OBJECTIVE | Can you reproduce, word for word, the part of the change-of-basis post starting with "Let $\beta$ and" and going on through "from $\beta$ to $\gamma$."?

Let $\beta$ and $\gamma$ be two different ordered bases for the vectorspace $V$, and let $P =[Id_V]_{\beta}^{\gamma}$ be the matrixrepresentation of the identical transformation, with respect to $\beta$ and $\gamma$. It can be easily shown that $P$ is invertible; the inverse is $[Id_V]_{\gamma}^{\beta}$. When an arbitrary vector $x \in V$ has coordinate vector $[x]_{\beta}$ with respect to $\beta$, then its coordinate vector with respect to $\gamma$ is given as \begin{align*} [x]_{\gamma} = P [x]_{\beta}. \end{align*} The matrix $P = [Id_V]_{\beta}^{\gamma}$ is called the change of basis matrix from $\beta$ to $\gamma$.

Example:

If we work with $\mathbb{R}^2$, then two possible bases are $\gamma = \left\{(1,1), (1,-1)\right\}$ and $\beta = \left\{(2,4),(3,1)\right\}$. Now, since $(2,4) = 3(1,1) - 1(1,-1)$ and $(3,1)=2(1,1)+1(1,-1)$ we have that \begin{align*} P = [Id_V]_{\beta}^{\gamma} = \begin{pmatrix} 3 & 2 \\ -1 & 1 \end{pmatrix}, \end{align*} whereby $P$ the $\beta$-coordinates in $\gamma$-coordinates changes. Let $x = (7,9) \in \mathbb{R}^2$ be an arbitrary vector that has a coordinate vector $[x]_{\beta} = \begin{pmatrix} 2 \\ 1 \end{pmatrix}$ with respect to the basis $\beta$. Then its coordinate vector with respect to $\gamma$ is given as \begin{align*} \begin{pmatrix} 3 & 2 \\ -1 & 1 \end{pmatrix} \begin{pmatrix} 2 \\ 1 \end{pmatrix} = \begin{pmatrix} 8 \\ -1 \end{pmatrix}. \end{align*} We notice that in the columns of this matrix $P$ are the coordinates of vectors $\beta$ with respect to the basis $\gamma$.

So far so good, now I'm having trouble relating this information to the next two theorems.

Collection entries:
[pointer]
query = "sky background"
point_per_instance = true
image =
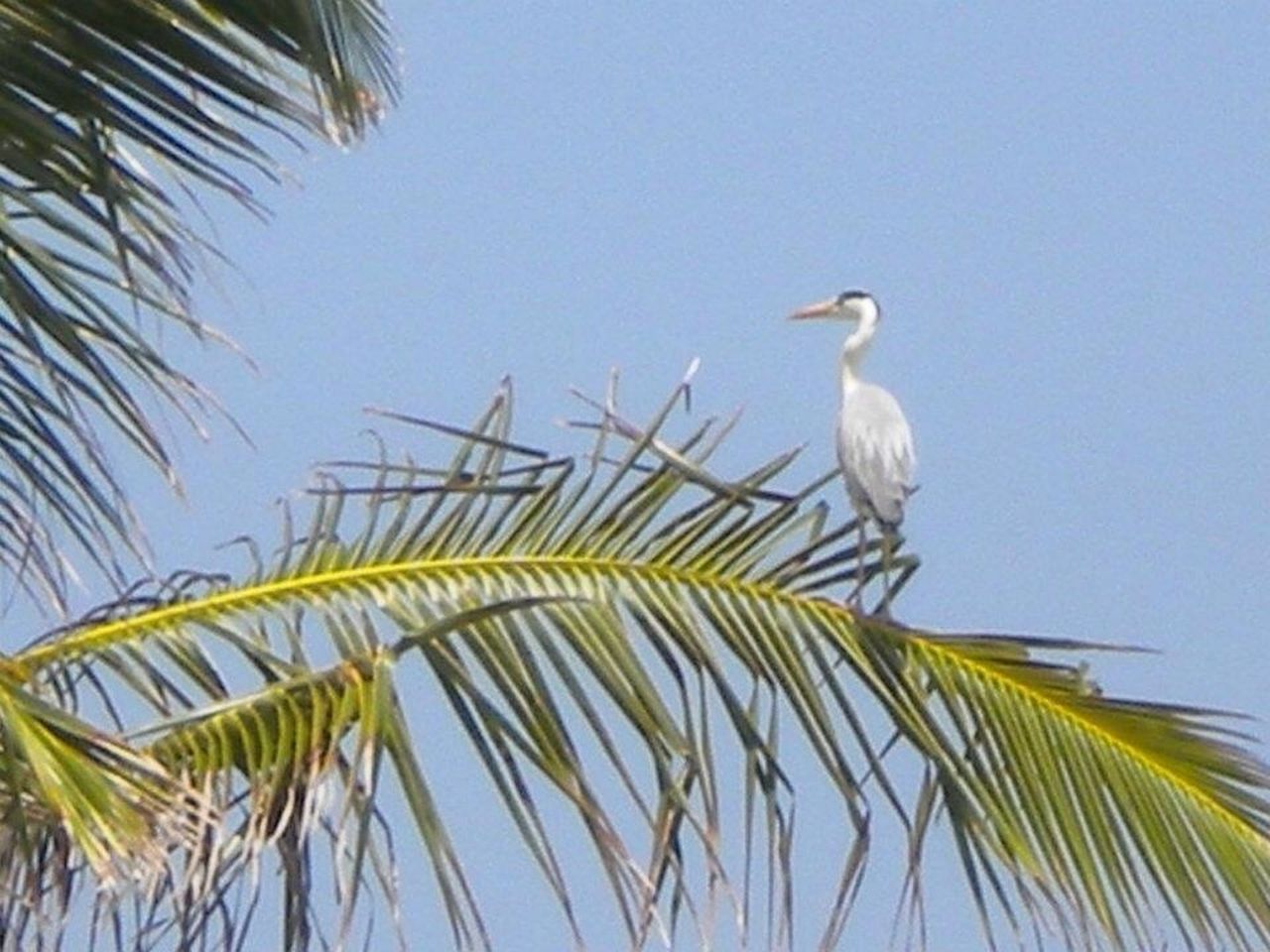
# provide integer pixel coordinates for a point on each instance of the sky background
(1062, 209)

THE RESPONSE |
Let $\beta$ and $\gamma$ be two different ordered bases for the vectorspace $V$, and let $P =[Id_V]_{\beta}^{\gamma}$ be the matrixrepresentation of the identical transformation, with respect to $\beta$ and $\gamma$. It can be easily shown that $P$ is invertible; the inverse is $[Id_V]_{\gamma}^{\beta}$. When an arbitrary vector $x \in V$ has coordinate vector $[x]_{\beta}$ with respect to $\beta$, then its coordinate vector with respect to $\gamma$ is given as \begin{align*} [x]_{\gamma} = P [x]_{\beta}. \end{align*} The matrix $P = [Id_V]_{\beta}^{\gamma}$ is called the change of basis matrix from $\beta$ to $\gamma$.